## What to produce
Can you copy, word for word, the lines from the one containing "puffer coat shown above." through the one containing "(1004, 400)", with both of those lines included?

────

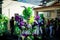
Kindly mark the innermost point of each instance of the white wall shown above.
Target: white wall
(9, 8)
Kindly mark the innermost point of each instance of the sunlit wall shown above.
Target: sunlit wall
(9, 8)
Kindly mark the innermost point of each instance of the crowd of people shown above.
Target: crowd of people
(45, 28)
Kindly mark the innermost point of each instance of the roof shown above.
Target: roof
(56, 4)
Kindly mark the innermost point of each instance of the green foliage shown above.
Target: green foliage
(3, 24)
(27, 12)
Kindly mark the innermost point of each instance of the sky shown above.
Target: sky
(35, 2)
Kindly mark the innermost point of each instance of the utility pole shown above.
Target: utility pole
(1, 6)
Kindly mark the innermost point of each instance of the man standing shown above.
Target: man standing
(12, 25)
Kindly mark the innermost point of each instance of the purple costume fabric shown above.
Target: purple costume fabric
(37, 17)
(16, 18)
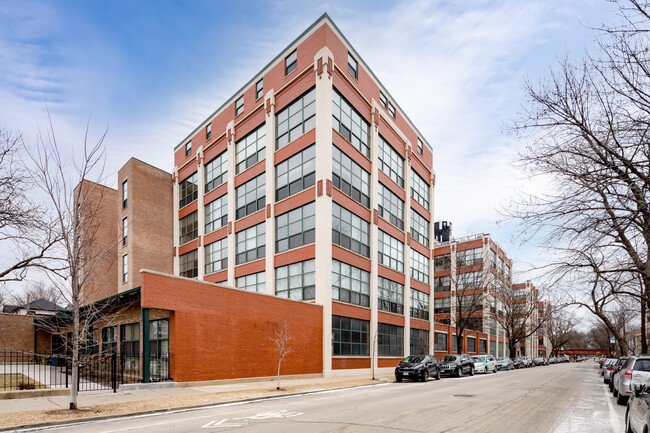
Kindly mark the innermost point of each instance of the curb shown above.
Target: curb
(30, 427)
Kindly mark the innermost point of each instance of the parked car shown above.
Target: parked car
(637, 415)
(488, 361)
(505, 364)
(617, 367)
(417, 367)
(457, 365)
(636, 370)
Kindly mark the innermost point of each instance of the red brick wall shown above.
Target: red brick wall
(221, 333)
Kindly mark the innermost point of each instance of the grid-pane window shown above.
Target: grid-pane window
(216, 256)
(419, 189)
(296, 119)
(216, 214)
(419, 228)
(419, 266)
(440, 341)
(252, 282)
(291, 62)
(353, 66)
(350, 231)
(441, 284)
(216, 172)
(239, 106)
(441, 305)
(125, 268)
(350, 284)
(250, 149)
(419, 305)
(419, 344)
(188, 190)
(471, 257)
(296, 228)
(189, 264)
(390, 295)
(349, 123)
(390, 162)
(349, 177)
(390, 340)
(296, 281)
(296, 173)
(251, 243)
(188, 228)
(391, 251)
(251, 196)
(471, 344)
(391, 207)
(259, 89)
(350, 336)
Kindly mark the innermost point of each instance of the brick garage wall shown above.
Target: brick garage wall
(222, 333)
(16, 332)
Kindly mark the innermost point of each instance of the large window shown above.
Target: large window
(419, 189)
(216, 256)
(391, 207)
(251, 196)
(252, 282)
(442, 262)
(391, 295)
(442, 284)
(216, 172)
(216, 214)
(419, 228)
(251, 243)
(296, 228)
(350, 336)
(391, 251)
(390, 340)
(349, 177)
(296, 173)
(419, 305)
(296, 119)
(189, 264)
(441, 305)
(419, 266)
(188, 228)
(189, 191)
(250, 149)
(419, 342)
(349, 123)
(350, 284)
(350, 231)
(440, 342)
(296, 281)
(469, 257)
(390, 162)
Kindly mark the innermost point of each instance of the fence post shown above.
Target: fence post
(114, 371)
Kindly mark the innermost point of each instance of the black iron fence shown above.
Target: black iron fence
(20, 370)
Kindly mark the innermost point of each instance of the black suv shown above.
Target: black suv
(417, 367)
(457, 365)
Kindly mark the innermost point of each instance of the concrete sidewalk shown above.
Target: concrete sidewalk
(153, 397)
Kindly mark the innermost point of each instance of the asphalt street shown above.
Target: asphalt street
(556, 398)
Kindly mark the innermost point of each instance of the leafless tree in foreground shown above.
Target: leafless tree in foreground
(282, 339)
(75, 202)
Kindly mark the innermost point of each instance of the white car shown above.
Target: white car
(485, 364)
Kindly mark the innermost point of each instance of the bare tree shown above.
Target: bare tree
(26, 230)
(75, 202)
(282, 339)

────

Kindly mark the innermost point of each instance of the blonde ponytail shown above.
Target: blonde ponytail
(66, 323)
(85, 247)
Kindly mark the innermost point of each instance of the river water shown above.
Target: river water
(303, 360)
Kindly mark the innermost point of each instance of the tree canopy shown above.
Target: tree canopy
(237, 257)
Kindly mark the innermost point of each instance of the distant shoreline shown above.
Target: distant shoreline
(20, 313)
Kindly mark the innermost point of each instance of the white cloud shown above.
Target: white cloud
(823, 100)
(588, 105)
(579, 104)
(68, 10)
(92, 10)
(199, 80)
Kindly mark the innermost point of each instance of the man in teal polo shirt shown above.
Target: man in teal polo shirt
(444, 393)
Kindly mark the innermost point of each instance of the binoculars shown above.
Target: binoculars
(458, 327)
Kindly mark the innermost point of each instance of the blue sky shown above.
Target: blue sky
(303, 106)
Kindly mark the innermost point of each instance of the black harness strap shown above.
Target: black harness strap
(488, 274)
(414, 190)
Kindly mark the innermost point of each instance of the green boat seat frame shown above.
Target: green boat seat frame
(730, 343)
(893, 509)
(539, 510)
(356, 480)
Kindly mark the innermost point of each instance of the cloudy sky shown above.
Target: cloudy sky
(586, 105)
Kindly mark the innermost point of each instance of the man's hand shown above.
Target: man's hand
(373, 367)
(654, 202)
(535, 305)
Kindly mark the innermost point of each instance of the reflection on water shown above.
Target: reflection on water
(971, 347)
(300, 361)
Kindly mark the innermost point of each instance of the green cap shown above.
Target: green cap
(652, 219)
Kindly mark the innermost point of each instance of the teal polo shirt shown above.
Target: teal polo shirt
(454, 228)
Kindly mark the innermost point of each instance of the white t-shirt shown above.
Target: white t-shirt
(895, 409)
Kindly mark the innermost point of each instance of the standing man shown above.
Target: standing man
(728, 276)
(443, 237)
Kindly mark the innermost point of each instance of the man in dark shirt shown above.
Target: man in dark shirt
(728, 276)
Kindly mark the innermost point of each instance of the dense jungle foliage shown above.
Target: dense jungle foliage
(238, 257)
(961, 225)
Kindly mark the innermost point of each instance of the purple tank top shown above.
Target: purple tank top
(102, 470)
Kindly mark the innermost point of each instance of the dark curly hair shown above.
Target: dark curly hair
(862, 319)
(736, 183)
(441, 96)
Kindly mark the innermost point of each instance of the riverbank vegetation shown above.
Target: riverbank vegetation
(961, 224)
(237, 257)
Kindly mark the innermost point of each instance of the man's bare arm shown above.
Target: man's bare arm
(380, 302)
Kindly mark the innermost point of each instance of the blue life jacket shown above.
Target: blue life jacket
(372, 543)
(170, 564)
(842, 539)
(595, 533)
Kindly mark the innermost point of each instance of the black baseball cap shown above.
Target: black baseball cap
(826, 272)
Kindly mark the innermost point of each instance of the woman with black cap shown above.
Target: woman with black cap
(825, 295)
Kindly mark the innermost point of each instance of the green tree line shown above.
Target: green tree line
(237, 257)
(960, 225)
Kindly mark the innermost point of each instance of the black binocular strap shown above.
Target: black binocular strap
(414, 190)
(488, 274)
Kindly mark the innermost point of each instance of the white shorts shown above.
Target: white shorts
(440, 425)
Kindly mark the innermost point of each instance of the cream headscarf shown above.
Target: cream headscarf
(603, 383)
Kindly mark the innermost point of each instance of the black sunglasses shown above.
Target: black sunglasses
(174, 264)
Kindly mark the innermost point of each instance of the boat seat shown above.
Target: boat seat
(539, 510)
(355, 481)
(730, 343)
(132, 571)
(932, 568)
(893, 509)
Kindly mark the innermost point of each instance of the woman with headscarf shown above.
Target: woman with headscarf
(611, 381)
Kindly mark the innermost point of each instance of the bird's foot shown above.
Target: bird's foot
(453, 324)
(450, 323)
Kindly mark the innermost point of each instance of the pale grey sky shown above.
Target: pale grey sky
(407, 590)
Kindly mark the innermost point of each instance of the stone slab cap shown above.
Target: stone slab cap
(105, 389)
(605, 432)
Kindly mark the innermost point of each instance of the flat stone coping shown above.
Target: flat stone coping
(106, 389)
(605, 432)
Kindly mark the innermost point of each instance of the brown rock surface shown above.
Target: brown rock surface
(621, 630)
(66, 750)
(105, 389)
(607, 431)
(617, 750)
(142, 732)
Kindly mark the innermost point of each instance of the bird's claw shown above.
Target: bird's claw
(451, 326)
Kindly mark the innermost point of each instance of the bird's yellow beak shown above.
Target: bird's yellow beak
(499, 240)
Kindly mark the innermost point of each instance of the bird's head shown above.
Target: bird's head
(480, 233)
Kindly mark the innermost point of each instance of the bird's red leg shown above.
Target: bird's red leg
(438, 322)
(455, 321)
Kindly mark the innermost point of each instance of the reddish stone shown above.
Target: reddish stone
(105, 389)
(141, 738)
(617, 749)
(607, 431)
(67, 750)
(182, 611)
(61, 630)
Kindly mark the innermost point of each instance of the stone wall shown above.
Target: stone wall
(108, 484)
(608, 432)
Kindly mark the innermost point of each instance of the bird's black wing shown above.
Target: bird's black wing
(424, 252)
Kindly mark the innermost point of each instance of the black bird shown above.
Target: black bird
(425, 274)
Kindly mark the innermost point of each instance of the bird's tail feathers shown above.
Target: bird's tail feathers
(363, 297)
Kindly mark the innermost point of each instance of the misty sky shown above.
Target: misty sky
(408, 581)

────

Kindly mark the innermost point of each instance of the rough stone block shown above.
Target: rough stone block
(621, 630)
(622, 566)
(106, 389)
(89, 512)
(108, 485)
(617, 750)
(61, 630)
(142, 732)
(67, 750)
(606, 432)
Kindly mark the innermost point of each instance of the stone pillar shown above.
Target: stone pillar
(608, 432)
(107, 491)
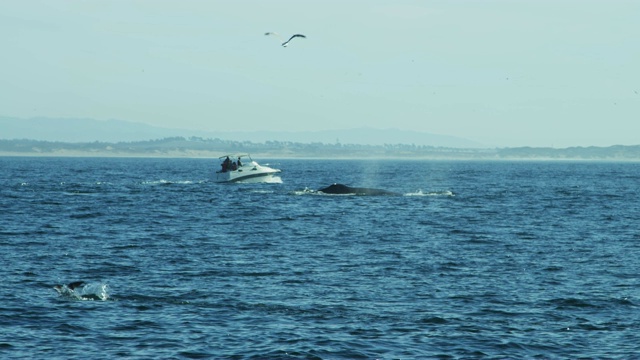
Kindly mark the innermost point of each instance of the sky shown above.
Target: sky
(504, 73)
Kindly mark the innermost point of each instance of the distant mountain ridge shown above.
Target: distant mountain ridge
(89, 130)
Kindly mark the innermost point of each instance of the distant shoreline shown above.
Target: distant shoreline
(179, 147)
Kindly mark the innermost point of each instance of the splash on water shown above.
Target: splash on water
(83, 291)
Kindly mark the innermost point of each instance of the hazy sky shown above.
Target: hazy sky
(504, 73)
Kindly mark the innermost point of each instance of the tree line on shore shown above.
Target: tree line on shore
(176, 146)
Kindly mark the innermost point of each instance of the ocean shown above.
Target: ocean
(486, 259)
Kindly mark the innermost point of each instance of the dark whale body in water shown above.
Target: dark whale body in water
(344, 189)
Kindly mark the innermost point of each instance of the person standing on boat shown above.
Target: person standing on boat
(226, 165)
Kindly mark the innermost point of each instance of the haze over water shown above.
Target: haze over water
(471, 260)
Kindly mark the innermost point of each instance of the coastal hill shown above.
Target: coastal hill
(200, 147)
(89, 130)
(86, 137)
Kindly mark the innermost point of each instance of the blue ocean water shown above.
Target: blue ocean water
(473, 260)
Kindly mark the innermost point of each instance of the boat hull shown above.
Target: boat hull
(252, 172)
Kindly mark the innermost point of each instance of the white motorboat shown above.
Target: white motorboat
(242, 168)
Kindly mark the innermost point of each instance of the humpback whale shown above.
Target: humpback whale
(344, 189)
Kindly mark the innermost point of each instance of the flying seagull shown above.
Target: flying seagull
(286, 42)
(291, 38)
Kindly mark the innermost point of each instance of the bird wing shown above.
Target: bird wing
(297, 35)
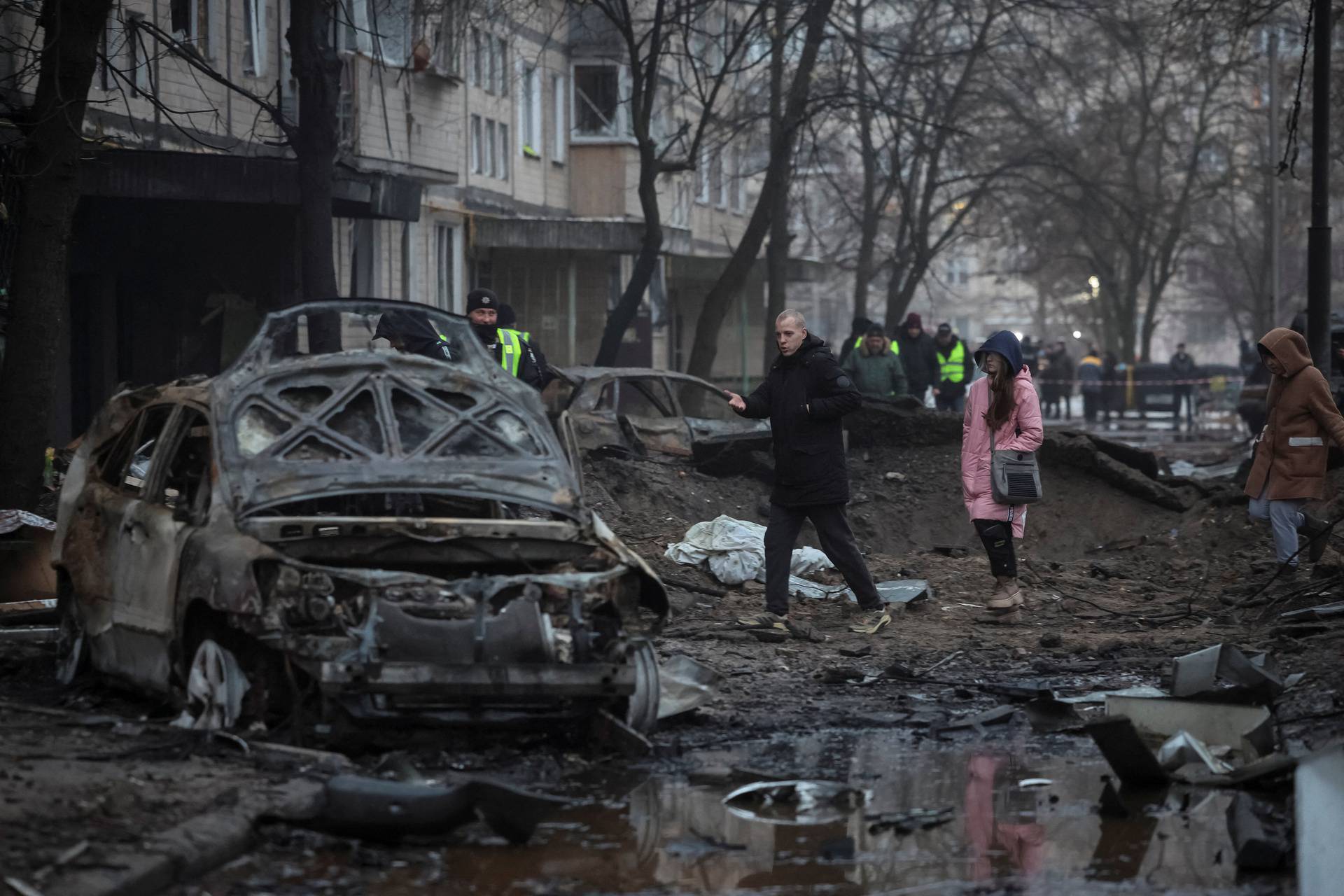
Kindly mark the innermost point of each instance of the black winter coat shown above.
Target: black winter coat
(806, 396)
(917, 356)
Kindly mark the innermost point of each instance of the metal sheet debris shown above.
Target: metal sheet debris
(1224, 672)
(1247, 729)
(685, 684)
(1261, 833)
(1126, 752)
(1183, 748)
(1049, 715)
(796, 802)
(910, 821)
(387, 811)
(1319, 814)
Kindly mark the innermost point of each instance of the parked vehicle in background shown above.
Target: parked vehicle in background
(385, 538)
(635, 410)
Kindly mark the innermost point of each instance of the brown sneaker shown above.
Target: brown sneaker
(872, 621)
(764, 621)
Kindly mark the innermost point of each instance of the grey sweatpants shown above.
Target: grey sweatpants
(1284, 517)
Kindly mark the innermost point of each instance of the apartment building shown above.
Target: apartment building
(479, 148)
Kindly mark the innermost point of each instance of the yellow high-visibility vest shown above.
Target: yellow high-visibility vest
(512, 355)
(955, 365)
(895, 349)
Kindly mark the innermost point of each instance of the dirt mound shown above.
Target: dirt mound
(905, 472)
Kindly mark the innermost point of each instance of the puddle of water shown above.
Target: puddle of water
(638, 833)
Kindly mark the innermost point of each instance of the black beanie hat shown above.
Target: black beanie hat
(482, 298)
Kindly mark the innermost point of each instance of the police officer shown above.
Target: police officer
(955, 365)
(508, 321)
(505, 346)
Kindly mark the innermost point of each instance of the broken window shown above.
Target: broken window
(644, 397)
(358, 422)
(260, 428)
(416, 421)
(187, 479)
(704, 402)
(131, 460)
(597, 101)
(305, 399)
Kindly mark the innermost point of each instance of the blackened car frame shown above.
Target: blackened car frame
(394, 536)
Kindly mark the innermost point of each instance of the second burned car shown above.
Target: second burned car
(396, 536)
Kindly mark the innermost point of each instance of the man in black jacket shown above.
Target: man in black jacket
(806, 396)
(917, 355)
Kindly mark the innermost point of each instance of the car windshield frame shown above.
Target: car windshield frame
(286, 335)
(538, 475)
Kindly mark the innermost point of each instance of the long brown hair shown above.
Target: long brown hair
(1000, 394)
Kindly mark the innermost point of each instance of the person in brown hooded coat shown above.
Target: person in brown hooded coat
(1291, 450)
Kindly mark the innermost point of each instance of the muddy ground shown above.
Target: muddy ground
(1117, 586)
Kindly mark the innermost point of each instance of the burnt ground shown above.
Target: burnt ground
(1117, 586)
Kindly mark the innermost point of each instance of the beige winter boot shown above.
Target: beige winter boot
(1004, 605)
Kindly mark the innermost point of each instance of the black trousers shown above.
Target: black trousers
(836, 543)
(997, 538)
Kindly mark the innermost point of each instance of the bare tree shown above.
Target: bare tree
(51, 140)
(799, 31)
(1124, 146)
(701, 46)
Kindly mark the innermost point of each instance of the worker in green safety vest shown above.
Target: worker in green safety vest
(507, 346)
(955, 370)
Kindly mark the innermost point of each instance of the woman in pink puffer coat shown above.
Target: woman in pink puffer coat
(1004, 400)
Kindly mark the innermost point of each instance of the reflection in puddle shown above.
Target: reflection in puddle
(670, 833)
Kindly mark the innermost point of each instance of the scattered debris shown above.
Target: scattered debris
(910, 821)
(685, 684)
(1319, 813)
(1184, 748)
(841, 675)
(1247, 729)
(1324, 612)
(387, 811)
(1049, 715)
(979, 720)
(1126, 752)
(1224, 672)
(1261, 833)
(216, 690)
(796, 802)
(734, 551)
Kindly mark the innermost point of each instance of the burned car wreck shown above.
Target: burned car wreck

────

## Completed task
Kindly mark the innermost point of each instance of the woman in pink puffer coat shown above.
Target: woman in pink puffer coat
(1004, 400)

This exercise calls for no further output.